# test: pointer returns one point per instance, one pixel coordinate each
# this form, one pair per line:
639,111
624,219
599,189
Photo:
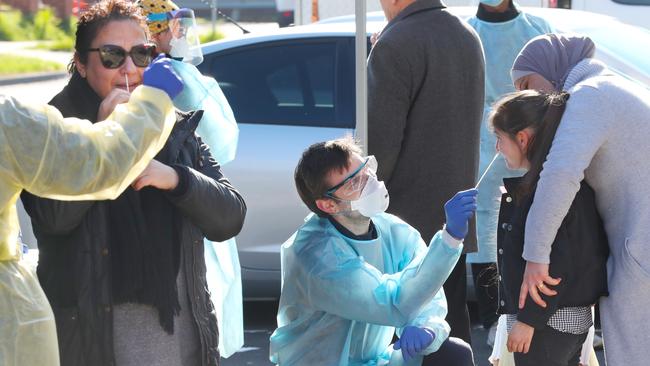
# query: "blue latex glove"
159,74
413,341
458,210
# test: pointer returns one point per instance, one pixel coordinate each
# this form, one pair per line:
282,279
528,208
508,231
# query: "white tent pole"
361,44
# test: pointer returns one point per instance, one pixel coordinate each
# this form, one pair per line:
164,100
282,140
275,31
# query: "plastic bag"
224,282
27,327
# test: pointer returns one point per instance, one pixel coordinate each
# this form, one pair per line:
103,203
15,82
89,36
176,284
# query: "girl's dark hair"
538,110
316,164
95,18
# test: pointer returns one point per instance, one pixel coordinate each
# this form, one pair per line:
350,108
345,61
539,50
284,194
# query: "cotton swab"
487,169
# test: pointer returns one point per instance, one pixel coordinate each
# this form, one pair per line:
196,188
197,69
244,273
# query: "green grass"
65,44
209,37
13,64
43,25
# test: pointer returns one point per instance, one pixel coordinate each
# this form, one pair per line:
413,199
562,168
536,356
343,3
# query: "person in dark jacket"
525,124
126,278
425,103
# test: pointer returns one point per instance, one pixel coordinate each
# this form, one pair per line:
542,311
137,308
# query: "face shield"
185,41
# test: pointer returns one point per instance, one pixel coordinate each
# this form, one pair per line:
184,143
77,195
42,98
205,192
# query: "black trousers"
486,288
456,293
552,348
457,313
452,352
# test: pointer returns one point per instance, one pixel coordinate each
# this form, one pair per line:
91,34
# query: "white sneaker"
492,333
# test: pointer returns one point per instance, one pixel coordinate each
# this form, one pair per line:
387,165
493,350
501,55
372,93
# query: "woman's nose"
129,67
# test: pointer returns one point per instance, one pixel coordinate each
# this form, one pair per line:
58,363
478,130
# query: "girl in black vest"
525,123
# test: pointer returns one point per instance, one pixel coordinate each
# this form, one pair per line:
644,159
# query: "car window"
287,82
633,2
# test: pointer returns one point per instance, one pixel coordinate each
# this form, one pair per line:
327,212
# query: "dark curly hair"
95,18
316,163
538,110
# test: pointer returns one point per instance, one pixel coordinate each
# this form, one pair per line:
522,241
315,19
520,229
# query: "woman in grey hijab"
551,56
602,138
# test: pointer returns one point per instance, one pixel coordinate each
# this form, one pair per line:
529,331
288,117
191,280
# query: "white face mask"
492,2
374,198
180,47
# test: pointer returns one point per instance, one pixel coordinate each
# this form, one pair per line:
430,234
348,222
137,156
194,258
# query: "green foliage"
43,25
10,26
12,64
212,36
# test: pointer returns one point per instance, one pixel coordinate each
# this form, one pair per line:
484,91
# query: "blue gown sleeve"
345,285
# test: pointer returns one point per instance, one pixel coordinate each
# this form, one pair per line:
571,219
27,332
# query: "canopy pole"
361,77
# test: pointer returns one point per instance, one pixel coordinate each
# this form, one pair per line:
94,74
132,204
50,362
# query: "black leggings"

----------------------------------------

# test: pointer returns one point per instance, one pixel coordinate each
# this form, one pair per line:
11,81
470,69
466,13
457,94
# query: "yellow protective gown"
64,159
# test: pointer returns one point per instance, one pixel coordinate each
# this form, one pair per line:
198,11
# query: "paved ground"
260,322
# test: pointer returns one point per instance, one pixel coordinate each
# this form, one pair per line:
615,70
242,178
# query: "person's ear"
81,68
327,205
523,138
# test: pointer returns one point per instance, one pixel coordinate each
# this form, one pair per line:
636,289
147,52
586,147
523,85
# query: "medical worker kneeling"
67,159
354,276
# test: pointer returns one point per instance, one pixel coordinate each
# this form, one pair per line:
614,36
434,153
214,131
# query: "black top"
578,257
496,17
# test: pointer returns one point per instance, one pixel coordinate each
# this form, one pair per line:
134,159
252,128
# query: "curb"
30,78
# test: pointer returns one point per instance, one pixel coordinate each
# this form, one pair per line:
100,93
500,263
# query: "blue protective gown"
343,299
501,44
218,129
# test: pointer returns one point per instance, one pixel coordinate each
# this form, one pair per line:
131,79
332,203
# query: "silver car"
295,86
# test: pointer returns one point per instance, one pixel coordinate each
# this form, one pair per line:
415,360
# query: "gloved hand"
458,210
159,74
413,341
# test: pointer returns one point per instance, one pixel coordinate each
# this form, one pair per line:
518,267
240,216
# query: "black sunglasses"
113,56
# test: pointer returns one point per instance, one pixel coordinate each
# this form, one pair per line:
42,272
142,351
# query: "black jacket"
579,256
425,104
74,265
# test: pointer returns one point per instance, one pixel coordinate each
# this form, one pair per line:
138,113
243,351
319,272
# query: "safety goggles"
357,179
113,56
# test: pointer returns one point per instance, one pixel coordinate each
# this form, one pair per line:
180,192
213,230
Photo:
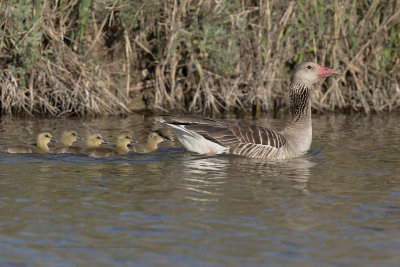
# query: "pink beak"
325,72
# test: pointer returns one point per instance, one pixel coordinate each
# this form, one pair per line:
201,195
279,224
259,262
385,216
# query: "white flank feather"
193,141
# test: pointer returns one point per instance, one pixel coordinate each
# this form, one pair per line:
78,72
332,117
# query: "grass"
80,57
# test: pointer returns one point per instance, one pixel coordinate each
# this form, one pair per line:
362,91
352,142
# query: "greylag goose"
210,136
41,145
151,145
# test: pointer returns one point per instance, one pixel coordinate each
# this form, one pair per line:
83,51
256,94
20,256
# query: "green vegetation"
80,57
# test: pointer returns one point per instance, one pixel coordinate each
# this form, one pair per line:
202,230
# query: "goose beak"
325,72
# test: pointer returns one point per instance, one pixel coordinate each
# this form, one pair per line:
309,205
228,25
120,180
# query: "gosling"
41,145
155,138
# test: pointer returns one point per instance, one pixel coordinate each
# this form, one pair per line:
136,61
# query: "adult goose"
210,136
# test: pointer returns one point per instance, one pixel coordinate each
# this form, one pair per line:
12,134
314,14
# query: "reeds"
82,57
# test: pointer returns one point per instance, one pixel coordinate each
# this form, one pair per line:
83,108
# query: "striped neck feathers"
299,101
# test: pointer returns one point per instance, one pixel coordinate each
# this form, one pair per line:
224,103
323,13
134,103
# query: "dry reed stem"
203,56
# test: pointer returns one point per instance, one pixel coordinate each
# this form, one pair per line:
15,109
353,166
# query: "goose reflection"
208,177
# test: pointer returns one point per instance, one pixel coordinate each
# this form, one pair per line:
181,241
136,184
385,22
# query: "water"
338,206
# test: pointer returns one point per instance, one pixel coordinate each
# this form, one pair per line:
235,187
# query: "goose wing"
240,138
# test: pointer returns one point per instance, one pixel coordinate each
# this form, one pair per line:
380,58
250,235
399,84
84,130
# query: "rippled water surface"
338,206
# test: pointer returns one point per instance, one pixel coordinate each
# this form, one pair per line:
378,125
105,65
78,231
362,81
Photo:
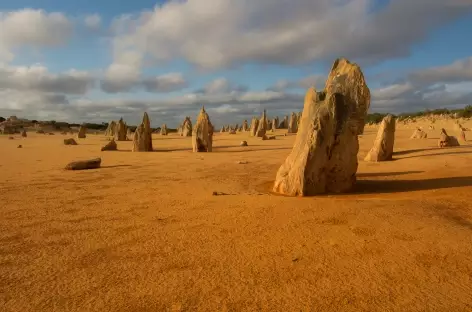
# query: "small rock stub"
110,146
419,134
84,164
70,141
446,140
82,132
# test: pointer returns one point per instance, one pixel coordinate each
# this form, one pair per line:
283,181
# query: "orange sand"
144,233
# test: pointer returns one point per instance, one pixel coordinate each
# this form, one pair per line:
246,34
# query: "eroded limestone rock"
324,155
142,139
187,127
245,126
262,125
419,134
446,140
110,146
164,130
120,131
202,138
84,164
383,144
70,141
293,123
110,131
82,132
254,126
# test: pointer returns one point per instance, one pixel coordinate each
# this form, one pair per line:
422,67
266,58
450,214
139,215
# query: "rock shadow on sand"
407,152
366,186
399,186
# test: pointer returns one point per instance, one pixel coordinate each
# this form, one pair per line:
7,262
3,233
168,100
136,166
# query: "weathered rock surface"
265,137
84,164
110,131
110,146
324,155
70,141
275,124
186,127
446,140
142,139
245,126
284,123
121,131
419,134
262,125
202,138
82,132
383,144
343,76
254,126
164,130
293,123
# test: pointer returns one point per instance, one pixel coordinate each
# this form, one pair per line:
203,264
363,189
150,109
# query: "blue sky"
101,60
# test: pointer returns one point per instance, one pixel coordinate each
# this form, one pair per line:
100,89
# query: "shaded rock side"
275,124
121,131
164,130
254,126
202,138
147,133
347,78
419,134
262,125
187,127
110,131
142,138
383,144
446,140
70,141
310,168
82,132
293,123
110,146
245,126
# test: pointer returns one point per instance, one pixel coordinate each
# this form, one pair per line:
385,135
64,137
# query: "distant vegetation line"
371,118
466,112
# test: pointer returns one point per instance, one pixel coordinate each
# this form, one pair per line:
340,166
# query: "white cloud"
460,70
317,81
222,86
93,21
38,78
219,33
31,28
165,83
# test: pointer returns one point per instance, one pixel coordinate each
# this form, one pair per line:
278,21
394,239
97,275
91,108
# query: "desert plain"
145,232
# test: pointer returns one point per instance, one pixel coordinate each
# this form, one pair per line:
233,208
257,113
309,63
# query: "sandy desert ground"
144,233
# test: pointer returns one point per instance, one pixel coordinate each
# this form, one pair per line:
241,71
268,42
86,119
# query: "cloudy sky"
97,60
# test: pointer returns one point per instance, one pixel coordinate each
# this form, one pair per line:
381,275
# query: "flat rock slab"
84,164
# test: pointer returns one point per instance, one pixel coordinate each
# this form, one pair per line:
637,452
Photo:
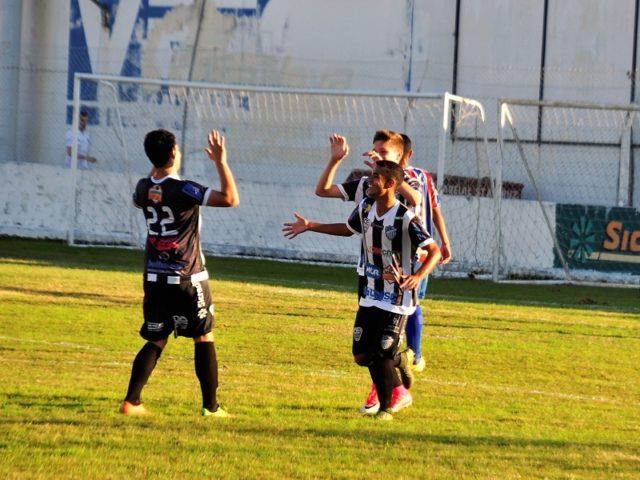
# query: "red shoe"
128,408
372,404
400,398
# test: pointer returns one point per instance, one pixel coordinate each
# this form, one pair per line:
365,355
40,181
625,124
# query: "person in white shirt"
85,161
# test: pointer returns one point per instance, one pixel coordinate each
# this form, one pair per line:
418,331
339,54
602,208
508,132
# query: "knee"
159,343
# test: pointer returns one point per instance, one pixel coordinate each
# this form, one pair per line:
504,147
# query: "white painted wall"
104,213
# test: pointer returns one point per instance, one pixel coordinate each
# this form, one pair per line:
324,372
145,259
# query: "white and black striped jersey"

----------------------------------------

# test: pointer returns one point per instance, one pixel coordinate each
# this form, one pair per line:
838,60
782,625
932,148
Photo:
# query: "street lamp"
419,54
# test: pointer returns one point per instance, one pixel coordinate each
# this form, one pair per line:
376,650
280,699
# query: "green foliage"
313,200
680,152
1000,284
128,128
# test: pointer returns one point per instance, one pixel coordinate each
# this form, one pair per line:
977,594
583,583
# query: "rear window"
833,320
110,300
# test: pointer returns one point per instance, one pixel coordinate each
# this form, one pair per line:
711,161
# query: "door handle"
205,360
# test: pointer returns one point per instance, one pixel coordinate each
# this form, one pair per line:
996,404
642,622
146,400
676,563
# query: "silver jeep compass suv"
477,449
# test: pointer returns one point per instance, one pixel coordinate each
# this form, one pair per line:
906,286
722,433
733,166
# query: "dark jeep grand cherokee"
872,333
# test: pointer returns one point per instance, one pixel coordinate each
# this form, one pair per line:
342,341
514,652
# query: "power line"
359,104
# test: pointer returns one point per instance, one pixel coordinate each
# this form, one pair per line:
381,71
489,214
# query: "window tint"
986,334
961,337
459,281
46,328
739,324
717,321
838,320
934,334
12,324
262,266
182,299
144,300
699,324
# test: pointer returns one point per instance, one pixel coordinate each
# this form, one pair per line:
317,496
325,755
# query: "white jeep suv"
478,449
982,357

----------------------------------------

### Short exercise
Count the lines in the records above that contain the word "silver", treating case as significant. Give only the number.

### Answer to the exercise
2